Dataset entries
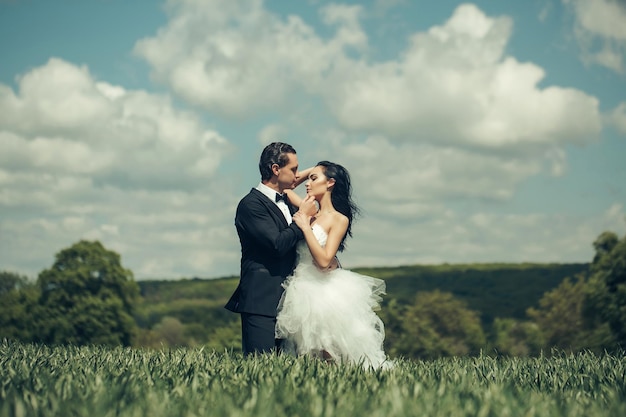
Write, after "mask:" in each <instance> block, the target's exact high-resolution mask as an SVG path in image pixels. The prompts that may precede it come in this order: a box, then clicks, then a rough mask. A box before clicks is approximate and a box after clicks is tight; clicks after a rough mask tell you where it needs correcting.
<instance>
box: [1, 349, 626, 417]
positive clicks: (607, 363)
mask: <svg viewBox="0 0 626 417" xmlns="http://www.w3.org/2000/svg"><path fill="white" fill-rule="evenodd" d="M625 380H626V358H624V357H623V356H619V357H618V356H602V357H600V356H595V355H592V354H575V355H569V354H555V355H554V354H553V355H552V356H551V357H540V358H493V357H488V356H480V357H475V358H446V359H439V360H434V361H405V360H401V359H399V360H397V361H396V363H395V367H394V368H393V369H391V370H385V371H365V370H363V369H361V368H359V367H352V366H344V365H337V364H328V363H325V362H322V361H319V360H315V359H310V358H293V357H288V356H261V357H257V358H254V359H247V360H246V359H243V358H242V357H241V355H240V354H237V353H229V352H221V353H220V352H214V351H209V350H206V349H204V350H203V349H175V350H141V349H129V348H101V347H80V348H78V347H55V348H51V347H45V346H33V345H24V344H18V343H13V342H7V341H4V342H0V384H1V385H0V414H1V415H2V416H16V417H18V416H19V417H23V416H89V417H104V416H107V417H108V416H137V417H139V416H141V417H143V416H150V417H158V416H177V417H183V416H189V417H191V416H255V417H265V416H267V417H276V416H279V417H280V416H341V417H345V416H359V417H364V416H380V417H395V416H398V417H405V416H450V417H455V416H494V417H496V416H497V417H505V416H526V417H533V416H546V417H547V416H551V417H552V416H568V417H576V416H580V417H583V416H584V417H599V416H625V415H626V381H625Z"/></svg>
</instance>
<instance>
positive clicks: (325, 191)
mask: <svg viewBox="0 0 626 417" xmlns="http://www.w3.org/2000/svg"><path fill="white" fill-rule="evenodd" d="M333 181H334V180H330V181H329V180H328V178H327V177H326V175H325V174H324V167H321V166H316V167H315V168H313V170H312V171H311V173H310V174H309V179H308V180H307V182H306V193H307V195H310V196H313V197H315V199H316V200H319V199H321V197H322V196H323V195H324V194H325V193H326V192H328V188H329V187H330V186H331V185H332V184H331V182H333Z"/></svg>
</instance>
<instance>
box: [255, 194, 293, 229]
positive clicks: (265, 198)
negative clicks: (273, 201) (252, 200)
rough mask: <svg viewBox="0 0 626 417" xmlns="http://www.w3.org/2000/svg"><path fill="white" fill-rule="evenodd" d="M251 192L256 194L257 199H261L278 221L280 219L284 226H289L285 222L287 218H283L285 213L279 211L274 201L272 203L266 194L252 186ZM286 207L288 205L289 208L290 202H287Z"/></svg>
mask: <svg viewBox="0 0 626 417" xmlns="http://www.w3.org/2000/svg"><path fill="white" fill-rule="evenodd" d="M251 192H252V193H253V194H254V195H255V196H256V198H257V199H258V200H259V201H261V202H262V203H263V204H265V206H266V207H267V209H268V210H269V212H270V213H272V214H273V215H274V217H277V218H278V219H279V220H280V221H282V223H283V225H284V226H285V227H287V226H289V224H288V223H287V220H286V219H285V215H284V214H283V212H282V211H280V209H279V208H278V206H277V205H276V203H274V202H273V201H272V200H270V199H269V198H267V196H266V195H265V194H263V193H262V192H260V191H259V190H257V189H256V188H253V189H252V191H251ZM288 207H289V210H291V204H289V205H288Z"/></svg>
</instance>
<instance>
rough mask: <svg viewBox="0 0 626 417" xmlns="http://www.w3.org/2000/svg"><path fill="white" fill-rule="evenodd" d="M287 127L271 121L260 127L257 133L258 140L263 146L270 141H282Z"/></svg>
mask: <svg viewBox="0 0 626 417" xmlns="http://www.w3.org/2000/svg"><path fill="white" fill-rule="evenodd" d="M286 134H287V128H286V127H285V126H284V125H281V124H277V123H272V124H269V125H267V126H265V127H264V128H263V129H261V132H260V133H259V142H260V143H261V144H262V145H263V146H265V145H267V144H269V143H272V142H277V141H278V142H284V141H285V139H283V138H284V137H285V135H286Z"/></svg>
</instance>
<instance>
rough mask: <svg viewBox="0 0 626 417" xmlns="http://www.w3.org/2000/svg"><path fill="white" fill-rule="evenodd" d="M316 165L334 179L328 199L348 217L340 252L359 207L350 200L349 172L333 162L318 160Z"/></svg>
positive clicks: (339, 249) (350, 184)
mask: <svg viewBox="0 0 626 417" xmlns="http://www.w3.org/2000/svg"><path fill="white" fill-rule="evenodd" d="M317 166H321V167H323V168H324V175H325V176H326V178H328V179H330V178H332V179H334V180H335V185H333V190H332V192H331V193H330V201H331V202H332V203H333V207H335V210H337V211H338V212H339V213H341V214H343V215H344V216H346V217H347V218H348V229H347V230H346V234H345V235H344V236H343V238H342V239H341V243H340V244H339V251H340V252H341V251H343V250H344V248H345V240H346V237H347V236H350V237H352V220H354V218H355V217H356V216H357V215H358V214H359V213H360V210H359V208H358V207H357V206H356V204H355V203H354V201H353V200H352V184H351V182H350V173H349V172H348V170H346V169H345V168H344V167H342V166H341V165H339V164H335V163H334V162H329V161H320V162H318V163H317Z"/></svg>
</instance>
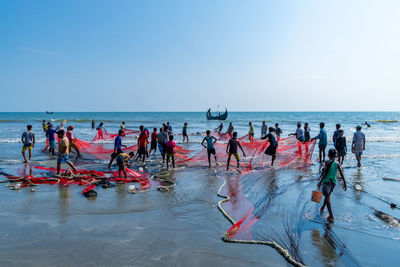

▶ [PROBLEM TO WORK ON] Print the entries above exactly, leaving pictures out.

▶ [ANSWER TO THIS EXERCISE]
Write, after "mask:" in each <instance> block, the target's exact high-resolution mask as an SVG path in image pixels. The prompts that may precede it come in this order: a box, then clicks, then a rough mask. A box before clicks is approximate and a box after clicks is tight; clicks after a rough mask tell you where it needs correcting.
<instance>
box: [1, 349, 626, 417]
positive clicks: (607, 363)
mask: <svg viewBox="0 0 626 417" xmlns="http://www.w3.org/2000/svg"><path fill="white" fill-rule="evenodd" d="M625 380H626V358H624V357H623V356H619V357H618V356H602V357H600V356H595V355H592V354H575V355H569V354H555V355H554V354H553V355H552V356H551V357H540V358H493V357H488V356H480V357H475V358H446V359H439V360H434V361H405V360H401V359H399V360H397V361H396V363H395V367H394V368H393V369H391V370H385V371H365V370H363V369H361V368H359V367H352V366H344V365H337V364H328V363H325V362H322V361H319V360H315V359H310V358H293V357H288V356H261V357H257V358H254V359H247V360H246V359H243V358H242V357H241V355H240V354H237V353H229V352H221V353H220V352H214V351H209V350H206V349H204V350H203V349H175V350H141V349H129V348H101V347H80V348H78V347H55V348H51V347H45V346H33V345H24V344H18V343H13V342H7V341H4V342H0V384H1V385H0V414H1V415H2V416H16V417H18V416H19V417H23V416H89V417H104V416H107V417H108V416H137V417H139V416H141V417H143V416H150V417H158V416H177V417H183V416H189V417H191V416H255V417H265V416H267V417H276V416H279V417H280V416H341V417H345V416H359V417H364V416H380V417H395V416H398V417H405V416H450V417H455V416H494V417H496V416H497V417H505V416H526V417H533V416H546V417H547V416H551V417H552V416H568V417H576V416H580V417H583V416H584V417H599V416H625V415H626V381H625Z"/></svg>
</instance>
<instance>
positive clicks: (325, 191)
mask: <svg viewBox="0 0 626 417" xmlns="http://www.w3.org/2000/svg"><path fill="white" fill-rule="evenodd" d="M333 181H334V180H330V181H329V180H328V178H327V177H326V175H325V174H324V167H321V166H316V167H315V168H313V170H312V171H311V173H310V174H309V179H308V180H307V182H306V193H307V195H310V196H313V197H315V199H316V200H319V199H321V197H322V196H323V195H324V194H325V193H326V192H328V188H329V187H330V186H331V185H332V184H331V182H333Z"/></svg>
</instance>
<instance>
box: [255, 194, 293, 229]
positive clicks: (265, 198)
negative clicks: (273, 201) (252, 200)
rough mask: <svg viewBox="0 0 626 417" xmlns="http://www.w3.org/2000/svg"><path fill="white" fill-rule="evenodd" d="M251 192L256 194L257 199H261L278 221L280 219L284 226H289L285 222L287 218H283L285 213L279 211L274 201L272 203L266 194L252 186ZM286 207L288 205L289 208L290 202H287Z"/></svg>
mask: <svg viewBox="0 0 626 417" xmlns="http://www.w3.org/2000/svg"><path fill="white" fill-rule="evenodd" d="M251 192H252V193H253V194H254V195H255V196H256V198H257V199H258V200H259V201H261V202H262V203H263V204H265V206H266V207H267V209H268V210H269V212H270V213H272V214H273V215H274V217H277V218H278V219H279V220H280V221H282V223H283V225H284V226H285V227H287V226H289V224H288V223H287V220H286V219H285V215H284V214H283V212H282V211H280V209H279V208H278V206H277V205H276V203H274V202H273V201H272V200H270V199H269V198H267V196H266V195H265V194H263V193H262V192H260V191H259V190H257V189H256V188H253V189H252V191H251ZM288 207H289V210H291V204H289V205H288Z"/></svg>
</instance>
<instance>
rough mask: <svg viewBox="0 0 626 417" xmlns="http://www.w3.org/2000/svg"><path fill="white" fill-rule="evenodd" d="M287 127L271 121L260 127L257 133L258 140L263 146L270 141H282Z"/></svg>
mask: <svg viewBox="0 0 626 417" xmlns="http://www.w3.org/2000/svg"><path fill="white" fill-rule="evenodd" d="M286 134H287V128H286V127H285V126H284V125H281V124H277V123H272V124H269V125H267V126H265V127H264V128H263V129H261V132H260V133H259V142H260V143H261V144H262V145H263V146H265V145H267V144H269V143H272V142H277V141H278V142H284V141H285V139H283V138H284V137H285V135H286Z"/></svg>
</instance>
<instance>
rough mask: <svg viewBox="0 0 626 417" xmlns="http://www.w3.org/2000/svg"><path fill="white" fill-rule="evenodd" d="M316 165L334 179L328 199L348 217L340 252L359 207L350 200L349 172L333 162L318 160Z"/></svg>
positive clicks: (339, 249) (350, 184)
mask: <svg viewBox="0 0 626 417" xmlns="http://www.w3.org/2000/svg"><path fill="white" fill-rule="evenodd" d="M317 166H321V167H323V168H324V175H325V176H326V178H328V179H330V178H332V179H334V180H335V185H333V190H332V192H331V193H330V201H331V202H332V203H333V207H335V210H337V211H338V212H339V213H341V214H343V215H344V216H346V217H347V218H348V229H347V230H346V234H345V235H344V236H343V238H342V239H341V243H340V244H339V251H340V252H341V251H343V250H344V248H345V240H346V237H347V236H350V237H352V220H354V218H355V217H356V216H357V215H358V214H359V213H360V210H359V208H358V207H357V206H356V204H355V203H354V201H353V200H352V184H351V182H350V173H349V172H348V170H346V169H345V168H344V167H342V166H341V165H339V164H335V163H334V162H329V161H320V162H318V163H317Z"/></svg>
</instance>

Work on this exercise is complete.